练习要求:
请原样打印下方讲解Tokio优雅关闭的原文中，从“Rust Tokio优雅关闭:5种信号处理模式与资源清理的完整实战指南”开始，一直到“跑,连接没排空,资源没释放。”为止的全部文字。

***** 原文

Rust Tokio优雅关闭:5种信号处理模式与资源清理的完整实战指南

编程语言

你的Rust服务又暴力关闭了

K8s滚动更新时,Pod收到SIGTERM后直接退出,正在处理的1000个请求全部断开,数据库事务回滚,消息队列消息丢失。用户看到满屏502,告警再次炸裂。你加了tokio::signal监听,结果发现关闭时goroutine——不对,是tokio task——还在跑,连接没排空,资源没释放。

Rust Tokio优雅关闭不是ctrlc::set_handler加一行就完事的。信号如何捕获?运行时如何停止?连接如何排空?资源如何清理?状态如何持久化?这些问题不搞清楚,每次部署都是一次"小事故"。

本文将从5种信号处理模式出发,带你完成信号捕获→运行时关闭→连接排空→资源清理→状态持久化的全链路实战。


Tokio优雅关闭核心概念

概念 说明
tokio::signal Tokio异步信号监听模块,支持SIGINT/SIGTERM/SIGHUP
tokio::sync::broadcast 广播通道,用于向所有worker传播关闭信号
tokio::sync::watch 单值观察通道,用于通知关闭状态变更
CancellationToken tokio_util提供的协作式取消令牌
tokio::task::JoinSet 任务集合,可等待所有任务完成后再关闭
Graceful Shutdown 优雅关闭:先停止接收新请求,等待现有请求完成,再退出
Connection Draining 连接排空:关闭监听端口后,等待活跃连接处理完毕

优雅关闭流程

1. 收到SIGTERM信号
2. 停止接收新连接(关闭Listener)
3. 通知所有worker开始优雅关闭
4. 等待活跃请求处理完毕(Connection Draining)
5. 关闭数据库连接池
6. 持久化必要状态
7. 退出进程(exit 0)

问题分析:Tokio优雅关闭的5大挑战

  1. 信号处理时机:信号可能在任意时刻到达,需确保不会在关键操作中间中断
  2. 任务等待与超时:等待所有task完成可能导致无限等待,需要设置grace period
  3. 连接排空:HTTP/gRPC连接需要先停止接收新请求,再等待现有请求完成
  4. 资源释放顺序:数据库连接、文件句柄、临时文件等需要按正确顺序释放
  5. 状态持久化:关闭前需要将内存中的状态持久化到磁盘或数据库

分步实操:完整优雅关闭实现

Step 1:基础信号处理

use tokio::signal;
use tokio::sync::broadcast;

#[tokio::main]
async fn main() -> Result<(), Box<dyn std::error::Error>> {
    let (shutdown_tx, _) = broadcast::channel::<()>(1);

    tokio::spawn(handle_shutdown_signal(shutdown_tx.clone()));

    let mut shutdown_rx = shutdown_tx.subscribe();

    tokio::select! {
        _ = run_server() => {
            println!("Server exited normally");
        }
        _ = shutdown_rx.recv() => {
            println!("Received shutdown signal");
        }
    }

    Ok(())
}

async fn handle_shutdown_signal(shutdown_tx: broadcast::Sender<()>) {
    let ctrl_c = async {
        signal::ctrl_c()
            .await
            .expect("Failed to install Ctrl+C handler");
    };

    #[cfg(unix)]
    let terminate = async {
        signal::unix::signal(signal::unix::SignalKind::terminate())
            .expect("Failed to install SIGTERM handler")
            .recv()

**********
***** 给定数据

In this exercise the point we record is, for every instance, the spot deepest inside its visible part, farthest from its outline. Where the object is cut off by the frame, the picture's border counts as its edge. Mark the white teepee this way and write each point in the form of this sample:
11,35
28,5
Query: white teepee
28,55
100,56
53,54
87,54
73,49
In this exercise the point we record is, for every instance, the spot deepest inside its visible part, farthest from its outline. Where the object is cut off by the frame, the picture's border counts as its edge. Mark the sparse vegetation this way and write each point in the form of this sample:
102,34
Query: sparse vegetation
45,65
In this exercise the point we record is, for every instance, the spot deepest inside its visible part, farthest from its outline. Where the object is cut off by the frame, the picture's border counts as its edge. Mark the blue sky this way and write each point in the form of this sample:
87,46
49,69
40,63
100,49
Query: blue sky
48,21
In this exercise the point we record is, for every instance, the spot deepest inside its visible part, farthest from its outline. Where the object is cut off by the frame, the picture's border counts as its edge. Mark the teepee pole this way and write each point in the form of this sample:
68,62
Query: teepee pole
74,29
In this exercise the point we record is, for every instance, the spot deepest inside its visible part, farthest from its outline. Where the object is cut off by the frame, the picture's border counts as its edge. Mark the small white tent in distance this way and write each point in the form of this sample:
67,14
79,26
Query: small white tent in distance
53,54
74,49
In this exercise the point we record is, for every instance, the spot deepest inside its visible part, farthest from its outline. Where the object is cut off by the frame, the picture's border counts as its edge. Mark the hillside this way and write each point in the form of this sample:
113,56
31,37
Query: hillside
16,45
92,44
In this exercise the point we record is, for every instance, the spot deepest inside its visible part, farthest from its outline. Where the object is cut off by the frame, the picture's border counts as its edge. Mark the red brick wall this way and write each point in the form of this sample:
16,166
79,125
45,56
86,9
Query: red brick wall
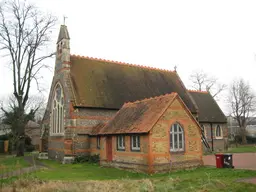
162,158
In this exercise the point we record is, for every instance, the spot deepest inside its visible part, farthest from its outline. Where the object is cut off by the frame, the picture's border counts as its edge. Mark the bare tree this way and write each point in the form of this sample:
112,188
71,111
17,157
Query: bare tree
242,101
201,81
24,33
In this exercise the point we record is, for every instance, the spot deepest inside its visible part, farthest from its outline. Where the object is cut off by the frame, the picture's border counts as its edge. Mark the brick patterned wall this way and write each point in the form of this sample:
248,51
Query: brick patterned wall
127,159
93,146
162,158
218,143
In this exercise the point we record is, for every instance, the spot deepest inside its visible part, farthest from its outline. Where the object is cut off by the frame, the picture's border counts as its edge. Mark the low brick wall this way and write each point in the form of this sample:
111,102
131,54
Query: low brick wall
125,165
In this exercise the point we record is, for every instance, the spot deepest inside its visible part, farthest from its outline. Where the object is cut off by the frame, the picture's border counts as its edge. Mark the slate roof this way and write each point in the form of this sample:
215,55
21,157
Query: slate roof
209,110
139,116
109,84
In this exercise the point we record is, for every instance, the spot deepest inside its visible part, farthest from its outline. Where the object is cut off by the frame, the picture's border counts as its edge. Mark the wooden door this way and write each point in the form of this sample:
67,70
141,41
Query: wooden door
109,148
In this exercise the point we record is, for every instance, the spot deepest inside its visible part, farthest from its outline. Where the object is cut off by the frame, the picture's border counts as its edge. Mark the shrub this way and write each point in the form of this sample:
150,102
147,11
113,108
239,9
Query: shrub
86,158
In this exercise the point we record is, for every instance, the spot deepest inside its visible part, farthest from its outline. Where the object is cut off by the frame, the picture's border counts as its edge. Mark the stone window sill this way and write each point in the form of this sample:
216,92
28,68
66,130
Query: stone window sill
218,137
56,134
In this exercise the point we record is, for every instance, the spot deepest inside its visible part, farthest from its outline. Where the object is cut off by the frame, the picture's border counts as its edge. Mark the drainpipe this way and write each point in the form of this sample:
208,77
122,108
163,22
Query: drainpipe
212,137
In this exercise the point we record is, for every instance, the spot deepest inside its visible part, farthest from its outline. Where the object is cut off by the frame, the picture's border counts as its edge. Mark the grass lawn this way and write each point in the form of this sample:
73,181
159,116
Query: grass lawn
10,163
243,149
90,177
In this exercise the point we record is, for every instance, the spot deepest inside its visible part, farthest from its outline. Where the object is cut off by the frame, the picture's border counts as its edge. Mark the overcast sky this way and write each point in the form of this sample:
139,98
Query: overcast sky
218,37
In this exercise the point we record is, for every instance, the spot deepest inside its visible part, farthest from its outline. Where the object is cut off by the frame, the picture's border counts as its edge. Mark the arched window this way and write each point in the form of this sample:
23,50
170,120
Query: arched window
177,138
203,130
218,132
57,116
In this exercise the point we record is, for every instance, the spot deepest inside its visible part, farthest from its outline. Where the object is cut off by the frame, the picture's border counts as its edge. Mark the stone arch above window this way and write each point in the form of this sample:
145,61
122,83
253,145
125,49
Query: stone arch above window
177,138
57,113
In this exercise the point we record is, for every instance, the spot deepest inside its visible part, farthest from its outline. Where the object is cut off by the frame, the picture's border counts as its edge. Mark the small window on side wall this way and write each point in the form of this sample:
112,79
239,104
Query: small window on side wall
135,143
121,143
203,130
98,142
218,132
177,141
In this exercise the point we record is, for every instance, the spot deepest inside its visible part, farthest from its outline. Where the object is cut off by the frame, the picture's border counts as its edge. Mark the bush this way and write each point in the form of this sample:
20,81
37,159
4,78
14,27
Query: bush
86,158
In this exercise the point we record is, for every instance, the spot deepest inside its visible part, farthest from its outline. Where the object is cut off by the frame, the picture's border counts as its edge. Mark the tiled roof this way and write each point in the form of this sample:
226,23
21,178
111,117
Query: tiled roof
139,116
109,84
97,128
209,110
63,34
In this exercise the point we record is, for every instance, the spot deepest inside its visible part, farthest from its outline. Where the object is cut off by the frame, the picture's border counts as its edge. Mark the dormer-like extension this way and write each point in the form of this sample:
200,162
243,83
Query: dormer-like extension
63,48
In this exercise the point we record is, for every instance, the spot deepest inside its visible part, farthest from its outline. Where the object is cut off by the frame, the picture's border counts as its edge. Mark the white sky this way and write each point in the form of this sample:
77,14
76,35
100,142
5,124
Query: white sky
218,37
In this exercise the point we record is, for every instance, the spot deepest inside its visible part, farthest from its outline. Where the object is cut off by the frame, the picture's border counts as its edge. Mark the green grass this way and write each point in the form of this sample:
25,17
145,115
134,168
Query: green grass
243,149
199,179
78,177
10,163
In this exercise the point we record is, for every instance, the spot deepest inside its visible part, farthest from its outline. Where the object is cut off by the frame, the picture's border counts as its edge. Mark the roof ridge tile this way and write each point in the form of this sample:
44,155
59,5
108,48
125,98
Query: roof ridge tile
197,91
122,63
150,98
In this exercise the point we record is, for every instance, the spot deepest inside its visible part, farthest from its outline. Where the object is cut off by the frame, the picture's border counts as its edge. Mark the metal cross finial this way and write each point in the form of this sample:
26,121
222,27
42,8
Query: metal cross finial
64,18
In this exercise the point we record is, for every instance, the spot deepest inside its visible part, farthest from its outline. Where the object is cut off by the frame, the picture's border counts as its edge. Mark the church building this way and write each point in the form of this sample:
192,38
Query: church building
132,116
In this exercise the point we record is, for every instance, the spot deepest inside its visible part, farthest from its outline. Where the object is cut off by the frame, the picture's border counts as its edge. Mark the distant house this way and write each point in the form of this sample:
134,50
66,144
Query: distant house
89,99
212,120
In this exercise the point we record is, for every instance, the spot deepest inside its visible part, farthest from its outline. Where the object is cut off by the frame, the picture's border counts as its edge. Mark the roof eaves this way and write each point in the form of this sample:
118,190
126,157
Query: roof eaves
122,63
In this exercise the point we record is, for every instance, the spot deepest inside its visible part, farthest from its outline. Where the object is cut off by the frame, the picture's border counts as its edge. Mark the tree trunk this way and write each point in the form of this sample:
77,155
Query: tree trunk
21,133
243,134
20,146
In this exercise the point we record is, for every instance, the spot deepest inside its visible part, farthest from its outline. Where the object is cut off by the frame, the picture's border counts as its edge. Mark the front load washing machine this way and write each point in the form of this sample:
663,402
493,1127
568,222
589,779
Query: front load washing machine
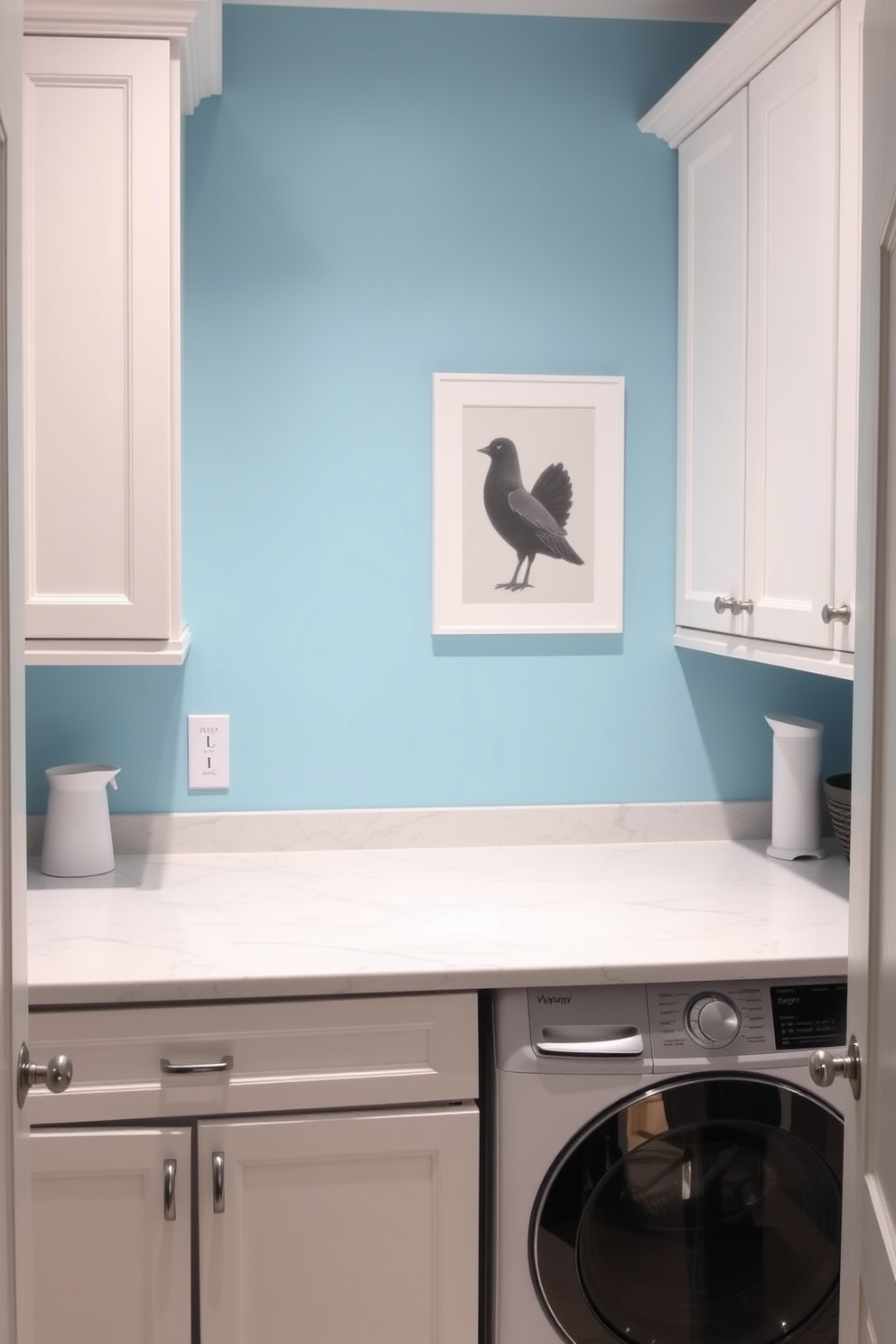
664,1170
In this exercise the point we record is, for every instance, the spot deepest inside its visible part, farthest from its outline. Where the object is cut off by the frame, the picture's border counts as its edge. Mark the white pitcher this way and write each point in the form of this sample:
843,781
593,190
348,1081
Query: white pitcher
796,788
77,837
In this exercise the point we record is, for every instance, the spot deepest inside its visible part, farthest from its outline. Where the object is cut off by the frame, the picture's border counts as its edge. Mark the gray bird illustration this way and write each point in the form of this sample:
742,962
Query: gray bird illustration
531,522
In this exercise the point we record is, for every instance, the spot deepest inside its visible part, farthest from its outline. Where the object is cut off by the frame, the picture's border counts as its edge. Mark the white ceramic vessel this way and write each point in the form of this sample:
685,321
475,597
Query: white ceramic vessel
77,839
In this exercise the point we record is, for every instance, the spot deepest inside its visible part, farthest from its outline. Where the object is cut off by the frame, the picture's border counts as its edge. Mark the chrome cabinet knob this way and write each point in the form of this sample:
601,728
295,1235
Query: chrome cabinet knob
733,603
835,613
824,1068
55,1076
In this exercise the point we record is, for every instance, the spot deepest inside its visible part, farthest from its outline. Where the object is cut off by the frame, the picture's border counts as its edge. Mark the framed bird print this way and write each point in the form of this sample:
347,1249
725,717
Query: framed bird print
527,504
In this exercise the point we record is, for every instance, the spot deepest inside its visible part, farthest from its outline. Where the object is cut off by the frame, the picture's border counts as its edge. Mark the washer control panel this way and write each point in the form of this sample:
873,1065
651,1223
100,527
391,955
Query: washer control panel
747,1018
647,1029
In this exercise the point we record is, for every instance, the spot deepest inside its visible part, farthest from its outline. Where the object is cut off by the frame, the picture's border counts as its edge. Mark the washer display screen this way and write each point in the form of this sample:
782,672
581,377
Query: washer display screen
809,1016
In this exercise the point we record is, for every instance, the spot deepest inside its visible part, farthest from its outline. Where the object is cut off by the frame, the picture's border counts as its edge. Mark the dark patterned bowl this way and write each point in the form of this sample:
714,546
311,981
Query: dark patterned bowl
838,796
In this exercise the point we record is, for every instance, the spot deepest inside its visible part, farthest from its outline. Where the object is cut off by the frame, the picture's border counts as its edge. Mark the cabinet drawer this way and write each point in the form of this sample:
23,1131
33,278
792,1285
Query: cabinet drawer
300,1054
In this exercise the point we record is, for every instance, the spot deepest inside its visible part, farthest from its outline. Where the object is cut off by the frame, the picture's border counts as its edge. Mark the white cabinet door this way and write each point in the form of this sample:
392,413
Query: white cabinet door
791,344
712,369
109,1266
99,313
336,1227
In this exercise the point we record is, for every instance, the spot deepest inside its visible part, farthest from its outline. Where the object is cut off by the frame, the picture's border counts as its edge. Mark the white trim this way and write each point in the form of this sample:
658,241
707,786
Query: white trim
107,652
801,658
430,828
193,24
749,46
694,11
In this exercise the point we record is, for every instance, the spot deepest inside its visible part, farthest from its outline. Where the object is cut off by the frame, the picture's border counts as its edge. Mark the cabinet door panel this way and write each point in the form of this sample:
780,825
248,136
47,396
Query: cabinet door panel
712,367
358,1226
97,338
791,351
107,1265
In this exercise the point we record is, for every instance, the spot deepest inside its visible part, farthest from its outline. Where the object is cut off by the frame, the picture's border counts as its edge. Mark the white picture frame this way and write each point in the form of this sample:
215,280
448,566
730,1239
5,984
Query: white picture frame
575,422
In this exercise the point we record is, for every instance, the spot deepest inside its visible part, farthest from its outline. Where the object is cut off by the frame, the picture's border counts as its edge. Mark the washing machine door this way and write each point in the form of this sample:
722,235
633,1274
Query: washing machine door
703,1211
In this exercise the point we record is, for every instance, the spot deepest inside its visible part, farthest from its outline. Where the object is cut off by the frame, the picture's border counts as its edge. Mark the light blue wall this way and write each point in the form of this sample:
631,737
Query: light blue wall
377,196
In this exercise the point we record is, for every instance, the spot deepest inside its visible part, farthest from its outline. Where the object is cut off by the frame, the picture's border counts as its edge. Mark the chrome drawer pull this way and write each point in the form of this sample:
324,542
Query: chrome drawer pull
220,1068
170,1172
733,603
835,613
218,1183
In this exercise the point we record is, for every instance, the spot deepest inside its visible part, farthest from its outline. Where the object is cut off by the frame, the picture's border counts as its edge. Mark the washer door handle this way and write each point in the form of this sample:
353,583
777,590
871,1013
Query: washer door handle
590,1041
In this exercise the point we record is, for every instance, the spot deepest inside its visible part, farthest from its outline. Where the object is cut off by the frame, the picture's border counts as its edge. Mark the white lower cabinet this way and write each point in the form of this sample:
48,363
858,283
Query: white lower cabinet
339,1227
295,1225
112,1255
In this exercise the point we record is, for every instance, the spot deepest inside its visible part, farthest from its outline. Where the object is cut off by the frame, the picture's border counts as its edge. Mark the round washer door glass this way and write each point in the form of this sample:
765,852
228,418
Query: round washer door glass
703,1209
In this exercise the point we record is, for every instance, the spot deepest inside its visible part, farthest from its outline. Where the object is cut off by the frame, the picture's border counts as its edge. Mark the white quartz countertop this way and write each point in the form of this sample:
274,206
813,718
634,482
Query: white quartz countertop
344,922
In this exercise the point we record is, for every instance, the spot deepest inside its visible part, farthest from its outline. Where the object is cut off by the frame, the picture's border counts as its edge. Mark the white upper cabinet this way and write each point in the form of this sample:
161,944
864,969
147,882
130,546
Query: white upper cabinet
791,341
712,349
766,126
101,175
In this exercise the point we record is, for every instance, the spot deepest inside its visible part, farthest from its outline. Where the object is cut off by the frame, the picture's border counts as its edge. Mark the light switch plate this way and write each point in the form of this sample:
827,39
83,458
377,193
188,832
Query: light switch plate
209,751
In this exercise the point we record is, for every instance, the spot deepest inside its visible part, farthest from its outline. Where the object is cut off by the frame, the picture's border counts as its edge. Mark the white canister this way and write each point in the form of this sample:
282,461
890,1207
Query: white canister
796,788
77,836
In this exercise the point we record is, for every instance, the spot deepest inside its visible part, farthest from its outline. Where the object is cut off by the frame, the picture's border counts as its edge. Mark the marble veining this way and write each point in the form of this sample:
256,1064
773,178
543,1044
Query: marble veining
369,921
405,828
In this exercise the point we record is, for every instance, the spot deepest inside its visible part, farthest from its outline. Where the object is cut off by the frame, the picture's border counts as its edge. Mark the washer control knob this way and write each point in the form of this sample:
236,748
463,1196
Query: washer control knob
712,1021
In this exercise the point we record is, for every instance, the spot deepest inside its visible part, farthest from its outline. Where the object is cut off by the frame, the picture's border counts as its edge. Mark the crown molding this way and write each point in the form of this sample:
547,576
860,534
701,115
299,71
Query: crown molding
193,27
747,47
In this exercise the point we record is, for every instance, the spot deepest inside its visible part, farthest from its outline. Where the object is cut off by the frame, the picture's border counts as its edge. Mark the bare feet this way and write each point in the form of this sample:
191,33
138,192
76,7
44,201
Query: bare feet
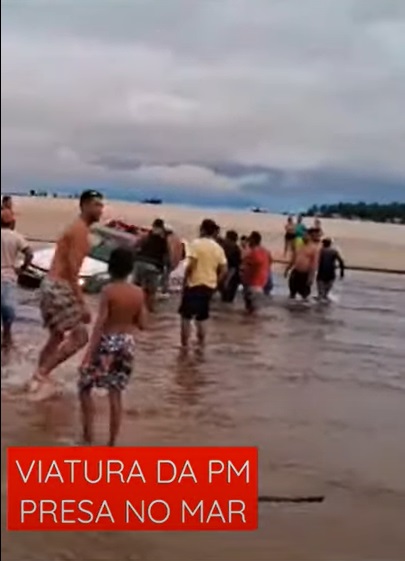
36,382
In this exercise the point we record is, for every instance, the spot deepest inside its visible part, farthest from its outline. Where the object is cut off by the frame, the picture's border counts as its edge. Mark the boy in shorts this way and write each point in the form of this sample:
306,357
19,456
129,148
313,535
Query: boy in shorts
109,357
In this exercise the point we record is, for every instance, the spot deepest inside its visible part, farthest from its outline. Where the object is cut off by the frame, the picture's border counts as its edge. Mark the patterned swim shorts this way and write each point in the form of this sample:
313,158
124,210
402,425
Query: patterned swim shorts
60,309
112,365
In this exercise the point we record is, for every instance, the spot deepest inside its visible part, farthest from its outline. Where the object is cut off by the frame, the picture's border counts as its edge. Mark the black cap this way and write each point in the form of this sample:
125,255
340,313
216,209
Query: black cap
158,223
89,195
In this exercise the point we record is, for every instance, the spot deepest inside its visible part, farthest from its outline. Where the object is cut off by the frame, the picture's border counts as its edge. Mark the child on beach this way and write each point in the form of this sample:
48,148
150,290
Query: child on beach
109,357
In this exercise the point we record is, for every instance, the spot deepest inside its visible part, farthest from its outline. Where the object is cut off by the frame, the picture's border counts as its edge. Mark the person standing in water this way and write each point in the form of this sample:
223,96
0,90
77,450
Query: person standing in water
329,257
152,256
300,231
109,357
62,305
206,268
303,268
233,254
289,235
13,245
255,272
7,204
173,257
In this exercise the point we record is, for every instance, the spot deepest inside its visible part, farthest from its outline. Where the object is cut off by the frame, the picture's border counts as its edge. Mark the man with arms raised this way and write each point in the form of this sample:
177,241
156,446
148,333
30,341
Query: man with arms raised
206,268
62,304
303,267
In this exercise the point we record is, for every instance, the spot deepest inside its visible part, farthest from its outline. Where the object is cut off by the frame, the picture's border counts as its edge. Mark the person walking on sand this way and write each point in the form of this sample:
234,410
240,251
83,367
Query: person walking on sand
302,268
205,270
62,304
289,235
152,256
329,257
13,245
109,357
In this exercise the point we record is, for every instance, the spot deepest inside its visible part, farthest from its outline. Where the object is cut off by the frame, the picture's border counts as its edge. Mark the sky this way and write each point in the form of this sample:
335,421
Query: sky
277,103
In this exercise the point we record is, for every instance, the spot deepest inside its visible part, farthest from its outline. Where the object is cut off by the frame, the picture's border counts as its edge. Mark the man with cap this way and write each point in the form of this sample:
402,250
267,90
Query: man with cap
63,309
13,245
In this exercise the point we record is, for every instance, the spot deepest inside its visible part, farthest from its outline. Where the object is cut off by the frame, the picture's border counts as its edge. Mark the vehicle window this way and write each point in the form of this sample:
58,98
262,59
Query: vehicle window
101,252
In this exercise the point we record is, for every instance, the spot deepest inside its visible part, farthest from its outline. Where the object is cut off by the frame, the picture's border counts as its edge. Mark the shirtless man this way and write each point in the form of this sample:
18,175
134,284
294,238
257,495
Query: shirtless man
109,357
289,235
62,305
326,275
7,204
303,268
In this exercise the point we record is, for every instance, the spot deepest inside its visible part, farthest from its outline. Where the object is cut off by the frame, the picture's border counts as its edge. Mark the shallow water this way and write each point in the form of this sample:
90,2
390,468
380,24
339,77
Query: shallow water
320,390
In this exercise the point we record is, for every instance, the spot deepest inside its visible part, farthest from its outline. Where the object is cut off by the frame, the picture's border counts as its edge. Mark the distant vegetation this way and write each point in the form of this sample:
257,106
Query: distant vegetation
374,212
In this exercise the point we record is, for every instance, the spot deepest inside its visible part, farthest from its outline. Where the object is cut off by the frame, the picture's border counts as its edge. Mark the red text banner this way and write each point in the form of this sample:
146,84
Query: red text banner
85,488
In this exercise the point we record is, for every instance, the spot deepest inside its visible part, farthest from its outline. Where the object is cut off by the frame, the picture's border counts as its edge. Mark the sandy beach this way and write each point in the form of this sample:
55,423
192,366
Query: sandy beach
321,392
362,244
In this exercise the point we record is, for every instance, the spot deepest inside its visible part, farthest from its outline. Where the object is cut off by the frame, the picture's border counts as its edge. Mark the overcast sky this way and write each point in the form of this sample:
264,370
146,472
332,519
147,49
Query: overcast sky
279,102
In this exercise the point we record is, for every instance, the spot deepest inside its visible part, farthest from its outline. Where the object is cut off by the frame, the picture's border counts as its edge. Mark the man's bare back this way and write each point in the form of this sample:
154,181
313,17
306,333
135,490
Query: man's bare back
124,303
71,249
305,258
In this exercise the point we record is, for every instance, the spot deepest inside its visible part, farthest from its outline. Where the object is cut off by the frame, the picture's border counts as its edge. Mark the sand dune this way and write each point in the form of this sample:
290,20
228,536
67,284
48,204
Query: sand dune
362,244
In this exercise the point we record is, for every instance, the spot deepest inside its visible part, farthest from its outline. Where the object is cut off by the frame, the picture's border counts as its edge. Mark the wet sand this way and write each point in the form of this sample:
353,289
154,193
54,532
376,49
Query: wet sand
320,391
363,244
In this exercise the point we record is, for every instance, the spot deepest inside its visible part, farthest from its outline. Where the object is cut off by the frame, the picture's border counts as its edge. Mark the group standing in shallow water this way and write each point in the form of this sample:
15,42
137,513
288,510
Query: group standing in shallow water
214,264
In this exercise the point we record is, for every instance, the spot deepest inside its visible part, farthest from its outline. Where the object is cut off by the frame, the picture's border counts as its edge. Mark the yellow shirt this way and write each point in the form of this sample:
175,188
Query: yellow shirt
208,256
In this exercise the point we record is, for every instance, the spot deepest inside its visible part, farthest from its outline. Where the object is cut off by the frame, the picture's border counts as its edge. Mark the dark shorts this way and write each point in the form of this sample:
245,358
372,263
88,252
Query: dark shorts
60,309
195,303
8,302
112,364
299,284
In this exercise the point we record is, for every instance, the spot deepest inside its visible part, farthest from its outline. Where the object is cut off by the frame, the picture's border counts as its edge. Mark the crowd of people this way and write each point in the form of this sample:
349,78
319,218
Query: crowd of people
214,264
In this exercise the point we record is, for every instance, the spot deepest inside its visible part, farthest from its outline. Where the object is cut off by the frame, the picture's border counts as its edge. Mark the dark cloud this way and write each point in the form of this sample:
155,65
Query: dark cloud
232,99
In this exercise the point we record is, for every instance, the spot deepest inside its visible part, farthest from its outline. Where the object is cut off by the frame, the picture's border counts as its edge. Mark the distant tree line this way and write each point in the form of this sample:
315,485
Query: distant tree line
34,193
374,212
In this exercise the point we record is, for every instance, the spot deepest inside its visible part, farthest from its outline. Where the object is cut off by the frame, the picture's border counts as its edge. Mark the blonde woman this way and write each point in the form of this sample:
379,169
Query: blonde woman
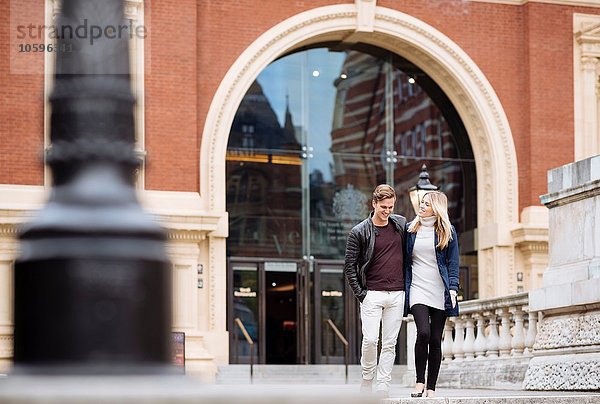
431,263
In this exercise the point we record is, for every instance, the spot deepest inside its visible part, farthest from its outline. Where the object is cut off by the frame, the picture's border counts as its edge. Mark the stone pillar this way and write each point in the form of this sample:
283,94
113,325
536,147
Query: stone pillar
566,352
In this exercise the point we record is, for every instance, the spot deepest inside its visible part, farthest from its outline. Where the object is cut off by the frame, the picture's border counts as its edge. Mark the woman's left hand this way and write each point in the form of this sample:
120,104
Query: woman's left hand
453,294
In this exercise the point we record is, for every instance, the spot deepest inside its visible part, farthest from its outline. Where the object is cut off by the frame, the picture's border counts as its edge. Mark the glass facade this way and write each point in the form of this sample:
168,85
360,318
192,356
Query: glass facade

**********

练习解答:
Rust Tokio优雅关闭:5种信号处理模式与资源清理的完整实战指南

编程语言

你的Rust服务又暴力关闭了

K8s滚动更新时,Pod收到SIGTERM后直接退出,正在处理的1000个请求全部断开,数据库事务回滚,消息队列消息丢失。用户看到满屏502,告警再次炸裂。你加了tokio::signal监听,结果发现关闭时goroutine——不对,是tokio task——还在跑,连接没排空,资源没释放。